[Supplied records]
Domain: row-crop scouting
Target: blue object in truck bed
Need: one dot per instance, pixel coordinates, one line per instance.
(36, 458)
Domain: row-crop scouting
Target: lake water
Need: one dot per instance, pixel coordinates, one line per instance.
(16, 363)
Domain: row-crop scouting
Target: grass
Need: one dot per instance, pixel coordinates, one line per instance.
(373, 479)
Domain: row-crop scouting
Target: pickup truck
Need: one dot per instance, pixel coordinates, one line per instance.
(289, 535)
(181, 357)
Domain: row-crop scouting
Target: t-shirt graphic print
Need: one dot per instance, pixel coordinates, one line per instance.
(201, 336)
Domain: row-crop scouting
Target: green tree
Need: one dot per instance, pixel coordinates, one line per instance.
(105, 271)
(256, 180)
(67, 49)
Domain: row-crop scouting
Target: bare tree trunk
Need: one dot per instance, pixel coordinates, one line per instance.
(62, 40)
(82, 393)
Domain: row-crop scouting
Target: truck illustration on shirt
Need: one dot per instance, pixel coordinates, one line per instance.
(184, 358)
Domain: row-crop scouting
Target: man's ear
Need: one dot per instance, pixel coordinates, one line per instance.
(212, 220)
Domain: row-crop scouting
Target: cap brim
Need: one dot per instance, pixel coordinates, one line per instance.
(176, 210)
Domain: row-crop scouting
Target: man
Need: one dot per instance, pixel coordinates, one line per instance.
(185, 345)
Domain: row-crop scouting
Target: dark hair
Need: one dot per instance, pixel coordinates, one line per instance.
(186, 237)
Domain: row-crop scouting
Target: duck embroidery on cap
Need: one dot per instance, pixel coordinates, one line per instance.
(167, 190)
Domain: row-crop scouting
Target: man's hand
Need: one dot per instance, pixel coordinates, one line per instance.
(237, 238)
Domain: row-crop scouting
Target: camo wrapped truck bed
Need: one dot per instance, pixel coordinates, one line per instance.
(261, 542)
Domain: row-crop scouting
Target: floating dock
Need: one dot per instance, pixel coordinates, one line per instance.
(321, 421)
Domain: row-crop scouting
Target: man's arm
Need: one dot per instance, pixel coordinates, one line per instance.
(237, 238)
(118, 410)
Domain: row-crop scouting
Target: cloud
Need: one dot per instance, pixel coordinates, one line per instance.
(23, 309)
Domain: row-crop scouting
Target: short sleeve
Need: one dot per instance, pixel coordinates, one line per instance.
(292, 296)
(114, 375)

[Brief]
Start with the line that contains "Target: man's hand", end with the last line of the entries, and please retype every line in that span exactly, with no others.

[Completed exercise]
Target: man's hand
Need: one dot per instance, pixel coordinates, one line per instance.
(237, 238)
Domain: row-crop scouting
Target: camo wrapped truck bed
Need: one dot per instance, pixel coordinates, one line per instance.
(261, 542)
Domain: row-crop scouting
Target: floating dock
Need: one dot per instance, pixel coordinates, one line per instance.
(321, 421)
Domain: row-crop scouting
Target: man's arm
Need: one dot per instance, pixel coordinates, one line per instance.
(237, 238)
(118, 410)
Domain: row-crop scouting
Target: cloud
Need: one dot per instance, pixel coordinates, one line per instance.
(23, 309)
Domain: row-crop scouting
Target: short sleeve
Need: one dot per instance, pixel coordinates, one line per instance.
(292, 296)
(114, 375)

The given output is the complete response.